_Your objective:_ Transcribe the entire listing exactly.

⟨

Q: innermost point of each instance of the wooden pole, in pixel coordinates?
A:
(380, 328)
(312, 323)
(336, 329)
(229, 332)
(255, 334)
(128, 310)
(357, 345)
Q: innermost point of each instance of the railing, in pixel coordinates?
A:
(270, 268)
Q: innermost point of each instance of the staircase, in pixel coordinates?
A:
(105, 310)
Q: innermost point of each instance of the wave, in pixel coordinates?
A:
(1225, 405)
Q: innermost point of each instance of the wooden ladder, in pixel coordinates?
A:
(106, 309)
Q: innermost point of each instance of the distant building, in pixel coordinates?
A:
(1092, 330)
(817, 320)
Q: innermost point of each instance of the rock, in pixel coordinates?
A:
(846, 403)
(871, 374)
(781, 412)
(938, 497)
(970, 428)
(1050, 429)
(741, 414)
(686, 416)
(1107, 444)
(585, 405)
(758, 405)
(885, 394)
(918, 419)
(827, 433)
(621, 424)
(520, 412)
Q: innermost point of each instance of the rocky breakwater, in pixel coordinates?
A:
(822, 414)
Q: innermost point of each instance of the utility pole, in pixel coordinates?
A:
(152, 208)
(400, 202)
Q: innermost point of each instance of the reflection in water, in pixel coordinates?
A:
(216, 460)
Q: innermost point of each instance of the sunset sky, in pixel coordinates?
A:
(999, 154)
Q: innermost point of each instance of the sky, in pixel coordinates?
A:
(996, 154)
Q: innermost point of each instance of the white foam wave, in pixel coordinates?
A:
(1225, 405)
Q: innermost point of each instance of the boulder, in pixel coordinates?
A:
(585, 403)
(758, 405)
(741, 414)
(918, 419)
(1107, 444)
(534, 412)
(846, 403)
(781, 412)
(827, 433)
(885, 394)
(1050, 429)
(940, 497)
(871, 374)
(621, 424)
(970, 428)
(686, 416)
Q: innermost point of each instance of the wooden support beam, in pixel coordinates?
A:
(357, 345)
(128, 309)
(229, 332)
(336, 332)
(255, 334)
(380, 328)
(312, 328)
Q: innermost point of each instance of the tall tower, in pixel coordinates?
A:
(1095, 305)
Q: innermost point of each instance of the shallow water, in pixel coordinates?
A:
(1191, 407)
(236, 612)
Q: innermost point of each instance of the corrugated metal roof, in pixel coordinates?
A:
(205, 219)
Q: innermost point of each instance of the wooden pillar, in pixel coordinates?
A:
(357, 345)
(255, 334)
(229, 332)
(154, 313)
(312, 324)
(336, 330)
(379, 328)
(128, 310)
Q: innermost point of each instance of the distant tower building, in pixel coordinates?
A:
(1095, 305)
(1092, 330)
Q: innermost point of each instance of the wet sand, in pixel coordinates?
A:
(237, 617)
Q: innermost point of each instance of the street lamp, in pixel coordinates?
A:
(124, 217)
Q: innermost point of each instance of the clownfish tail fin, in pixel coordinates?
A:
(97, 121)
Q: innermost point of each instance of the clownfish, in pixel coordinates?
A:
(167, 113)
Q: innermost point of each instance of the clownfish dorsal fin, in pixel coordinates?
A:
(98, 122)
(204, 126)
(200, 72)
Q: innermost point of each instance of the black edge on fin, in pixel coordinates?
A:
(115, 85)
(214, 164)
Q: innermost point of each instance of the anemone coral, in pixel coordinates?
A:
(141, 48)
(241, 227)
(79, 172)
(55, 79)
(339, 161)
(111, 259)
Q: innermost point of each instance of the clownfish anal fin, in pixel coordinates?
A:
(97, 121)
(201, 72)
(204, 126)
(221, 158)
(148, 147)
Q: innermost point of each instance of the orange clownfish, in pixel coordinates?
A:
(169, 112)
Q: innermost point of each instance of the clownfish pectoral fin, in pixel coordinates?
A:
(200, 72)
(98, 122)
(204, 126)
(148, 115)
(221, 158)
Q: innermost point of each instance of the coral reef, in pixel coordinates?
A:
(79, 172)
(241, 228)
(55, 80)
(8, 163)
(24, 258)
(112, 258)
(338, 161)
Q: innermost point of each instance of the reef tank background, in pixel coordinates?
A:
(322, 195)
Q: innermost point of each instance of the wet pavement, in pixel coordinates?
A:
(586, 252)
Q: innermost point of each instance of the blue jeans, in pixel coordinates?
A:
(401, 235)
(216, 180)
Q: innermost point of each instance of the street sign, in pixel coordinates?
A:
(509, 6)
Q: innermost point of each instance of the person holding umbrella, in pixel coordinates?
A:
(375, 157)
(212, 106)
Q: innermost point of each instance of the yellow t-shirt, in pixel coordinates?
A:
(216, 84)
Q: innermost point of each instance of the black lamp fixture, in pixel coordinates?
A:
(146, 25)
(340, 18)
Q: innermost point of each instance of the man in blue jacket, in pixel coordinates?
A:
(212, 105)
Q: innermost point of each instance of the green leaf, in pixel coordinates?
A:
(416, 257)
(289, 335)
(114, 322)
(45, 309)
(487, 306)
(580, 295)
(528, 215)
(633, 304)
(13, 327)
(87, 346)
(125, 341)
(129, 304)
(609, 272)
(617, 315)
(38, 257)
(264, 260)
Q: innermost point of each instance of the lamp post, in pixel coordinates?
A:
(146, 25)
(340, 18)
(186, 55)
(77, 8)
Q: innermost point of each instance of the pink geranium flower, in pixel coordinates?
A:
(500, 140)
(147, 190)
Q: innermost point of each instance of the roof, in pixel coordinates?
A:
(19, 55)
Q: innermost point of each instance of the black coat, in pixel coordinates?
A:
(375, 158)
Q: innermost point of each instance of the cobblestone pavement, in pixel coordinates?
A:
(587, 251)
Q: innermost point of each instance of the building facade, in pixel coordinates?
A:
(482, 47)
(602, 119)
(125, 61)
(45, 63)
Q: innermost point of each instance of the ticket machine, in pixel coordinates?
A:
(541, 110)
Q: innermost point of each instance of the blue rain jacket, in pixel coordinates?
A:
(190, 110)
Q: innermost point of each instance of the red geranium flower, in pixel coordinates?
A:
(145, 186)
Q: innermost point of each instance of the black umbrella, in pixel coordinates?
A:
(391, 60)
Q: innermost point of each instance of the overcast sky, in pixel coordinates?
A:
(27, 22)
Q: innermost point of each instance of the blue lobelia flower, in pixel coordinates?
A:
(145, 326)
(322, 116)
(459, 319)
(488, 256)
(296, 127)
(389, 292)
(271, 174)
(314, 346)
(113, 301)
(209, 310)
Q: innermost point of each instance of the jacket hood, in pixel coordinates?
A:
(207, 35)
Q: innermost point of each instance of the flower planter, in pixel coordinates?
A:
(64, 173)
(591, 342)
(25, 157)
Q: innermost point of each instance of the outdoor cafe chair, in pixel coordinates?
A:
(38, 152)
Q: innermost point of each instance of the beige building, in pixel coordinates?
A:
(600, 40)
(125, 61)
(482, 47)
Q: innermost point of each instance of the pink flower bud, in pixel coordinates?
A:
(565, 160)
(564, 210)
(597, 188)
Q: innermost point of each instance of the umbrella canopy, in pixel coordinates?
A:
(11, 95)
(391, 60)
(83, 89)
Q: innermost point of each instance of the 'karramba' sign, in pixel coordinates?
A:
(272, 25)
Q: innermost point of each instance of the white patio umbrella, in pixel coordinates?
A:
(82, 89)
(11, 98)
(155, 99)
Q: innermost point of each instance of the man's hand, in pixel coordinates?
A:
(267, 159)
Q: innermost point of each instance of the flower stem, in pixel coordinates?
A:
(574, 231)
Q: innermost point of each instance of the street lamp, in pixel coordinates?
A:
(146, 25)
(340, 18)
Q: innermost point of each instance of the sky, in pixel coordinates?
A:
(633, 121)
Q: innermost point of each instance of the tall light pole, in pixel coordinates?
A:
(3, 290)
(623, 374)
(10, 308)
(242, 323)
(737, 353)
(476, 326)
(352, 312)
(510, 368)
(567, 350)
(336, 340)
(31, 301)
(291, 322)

⟩

_Task result:_
Q: innermost point of each instance of the wooden pole, in pixel coordinates?
A:
(380, 328)
(312, 323)
(336, 329)
(229, 332)
(255, 334)
(128, 310)
(357, 345)
Q: innermost point of each instance of the railing, in pixel coordinates?
A:
(270, 268)
Q: innermost point of each instance of the staircase, in pixel coordinates?
A:
(105, 310)
Q: innermost point of each instance of the wave, in pixel coordinates?
A:
(1225, 405)
Q: innermost point of each instance of the wooden ladder, in pixel coordinates?
A:
(106, 309)
Q: innermost point of each instance of the distant building, in pixel coordinates?
A:
(1092, 330)
(817, 320)
Q: innermost point of each instance of the rock, in pixel coordinates?
A:
(846, 403)
(871, 374)
(781, 412)
(938, 497)
(970, 428)
(1050, 429)
(741, 414)
(686, 416)
(1107, 444)
(585, 405)
(758, 405)
(885, 394)
(918, 419)
(827, 433)
(621, 424)
(520, 412)
Q: innermost point of each instance of the rocky breakwater, in pixel coordinates?
A:
(822, 414)
Q: innermost point of each instance of the utility pole, in pixel coordinates?
A:
(152, 208)
(400, 202)
Q: innermost point of each instance of the reflection in water, in pixel coordinates?
A:
(216, 460)
Q: innermost point of each instance of the sunset sky, in pixel coordinates?
A:
(999, 154)
Q: innermost point of each instance of the sky, in pixel coordinates?
A:
(996, 154)
Q: innermost point of each instance of the white foam wave, in pixel coordinates?
A:
(1225, 405)
Q: innermost point of each instance of the boulder, in pixel coordinates?
A:
(585, 403)
(758, 405)
(741, 414)
(918, 419)
(1107, 444)
(534, 412)
(846, 403)
(781, 412)
(827, 433)
(885, 394)
(1050, 429)
(940, 497)
(871, 374)
(621, 424)
(970, 428)
(686, 416)
Q: innermost point of each instance of the wooden support beam, in pixel coordinates?
A:
(357, 345)
(128, 309)
(229, 332)
(336, 332)
(255, 334)
(380, 328)
(312, 328)
Q: innermost point of each instance of the tall tower, in pixel coordinates?
A:
(1095, 305)
Q: innermost point of each instance of the shallow water, in pixel coordinates?
A:
(1191, 407)
(236, 612)
Q: innermost point of each instance of the corrugated metal roof, in pixel coordinates?
A:
(205, 219)
Q: innermost point of each instance of the wooden pillar, in pixel coordinates?
A:
(357, 345)
(255, 334)
(229, 332)
(154, 313)
(312, 324)
(336, 330)
(379, 328)
(128, 310)
Q: innermost point of each instance of the distant tower building, in pixel coordinates?
A:
(1095, 305)
(1092, 330)
Q: innermost point of each instance of the wet sand, in pixel coordinates?
A:
(237, 617)
Q: innermost point of each instance of the street lamp, in pixel coordinates?
A:
(124, 217)
Q: innermost point of each instance of the clownfish tail fin, in pixel coordinates?
A:
(97, 121)
Q: innermost point of each instance of the clownfish, in pixel coordinates?
A:
(167, 113)
Q: innermost point of each instance of the clownfish dorsal fin, in pixel coordinates?
A:
(98, 122)
(204, 126)
(200, 72)
Q: innermost point of each instance of the black edge on fin, in pixel coordinates?
A:
(115, 85)
(214, 164)
Q: innermost point of each instance of the anemone coral, in pixel coordinates?
A:
(141, 48)
(241, 227)
(79, 172)
(55, 79)
(339, 161)
(111, 259)
Q: innermost point of each instance of the clownfish anal fin, in pixel coordinates?
A:
(97, 121)
(201, 72)
(204, 126)
(221, 158)
(148, 147)
Q: innermost point of each instance of the orange clownfish, in pixel coordinates?
A:
(169, 112)
Q: innermost point of each instance of the clownfish pectoral fin, in pixel coordinates?
A:
(200, 72)
(98, 122)
(204, 126)
(148, 115)
(221, 158)
Q: innermost point of each instance of the coral reef, in pixel coordinates?
A:
(79, 172)
(241, 228)
(55, 80)
(8, 163)
(24, 258)
(112, 258)
(338, 161)
Q: innermost point of each instance of the reef tank background, in pixel coordinates?
A:
(322, 195)
Q: innermost point of each instance of the wet pavement, in pixel coordinates?
A:
(586, 252)
Q: innermost point of each instance of the blue jeans, in pixel coordinates?
A:
(401, 235)
(216, 180)
Q: innermost point of each instance of the street sign, in pixel coordinates?
A:
(509, 6)
Q: innermost point of each instance of the person holding umbrella, in pixel coordinates?
A:
(375, 157)
(212, 106)
Q: innermost point of each instance of the yellow t-shirt, in pixel coordinates?
A:
(216, 84)
Q: innermost point of each instance of the black lamp fixture, in pixel coordinates?
A:
(146, 25)
(340, 18)
Q: innermost point of each instance of the man in blue jacket, in pixel coordinates?
A:
(212, 105)
Q: innermost point of each instance of the green leaf, in pixel coordinates?
A:
(416, 257)
(289, 335)
(114, 322)
(45, 309)
(487, 306)
(580, 295)
(528, 215)
(633, 304)
(13, 327)
(87, 346)
(125, 341)
(129, 304)
(609, 272)
(617, 315)
(38, 257)
(264, 260)
Q: innermost point of each instance of the lamp post, in pixel coordinates?
A:
(146, 25)
(340, 18)
(186, 55)
(77, 8)
Q: innermost point of each instance of the pink geranium flower, in pixel coordinates?
A:
(500, 140)
(147, 190)
Q: innermost point of each instance of the roof, in pixel coordinates?
A:
(19, 55)
Q: innermost point of each instance of the black coat, in pixel coordinates?
A:
(375, 158)
Q: innermost point of each instance of the cobblestone pavement, in pixel coordinates?
A:
(587, 251)
Q: innermost point of each instance of the building facade, in pixel coordinates?
A:
(482, 47)
(602, 119)
(125, 61)
(45, 63)
Q: innermost point of each instance of the ticket machine, in pixel coordinates?
A:
(541, 110)
Q: innermost point of each instance of the blue rain jacket, in pixel coordinates?
A:
(190, 110)
Q: innermost point of each instance of the red geranium flower, in pixel coordinates?
A:
(145, 186)
Q: innermost point of each instance of the black umbrella, in pixel coordinates?
A:
(391, 60)
Q: innermost point of each instance of the overcast sky, in pixel coordinates?
A:
(27, 22)
Q: innermost point of each instance of the blue lobelia flower, in pixel coordinates?
A:
(145, 326)
(322, 116)
(459, 319)
(488, 256)
(296, 127)
(389, 292)
(271, 174)
(314, 346)
(113, 301)
(209, 310)
Q: innermost point of each instance of the jacket hood, in pixel coordinates?
A:
(207, 35)
Q: innermost point of each instance of the flower planter, in pixel coordinates?
A:
(64, 173)
(591, 342)
(25, 157)
Q: innermost point of each instance of the outdoor cafe chair, in pixel coordinates?
A:
(38, 152)
Q: innermost point of each instance of the beige building, in pixel coordinates?
A:
(600, 40)
(125, 61)
(482, 47)
Q: innermost point of each instance of the pink flower bud, in pixel coordinates?
A:
(565, 160)
(564, 210)
(597, 188)
Q: innermost point of each instance of the umbrella canopy, in pixel coordinates?
A:
(11, 95)
(391, 60)
(83, 89)
Q: innermost point of each instance of the 'karramba' sign, in pixel coordinates?
A:
(272, 25)
Q: innermost point of each instance of the white patio umbrella, in pixel coordinates?
A:
(82, 89)
(11, 98)
(155, 99)
Q: innermost point of each instance of the man's hand, in pixel coordinates?
A:
(267, 159)
Q: innermost point of each instance of the flower stem, in pixel coordinates?
A:
(574, 231)
Q: innermost point of each instance of the street lamp, in pixel coordinates?
A:
(146, 25)
(340, 18)
Q: innermost point of each instance of the sky, in pixel coordinates?
A:
(633, 121)
Q: innermost point of each instance of the tall light pole, in pixel coordinates?
A:
(3, 290)
(623, 374)
(10, 308)
(242, 323)
(737, 353)
(476, 326)
(352, 312)
(510, 368)
(567, 350)
(336, 340)
(31, 301)
(291, 322)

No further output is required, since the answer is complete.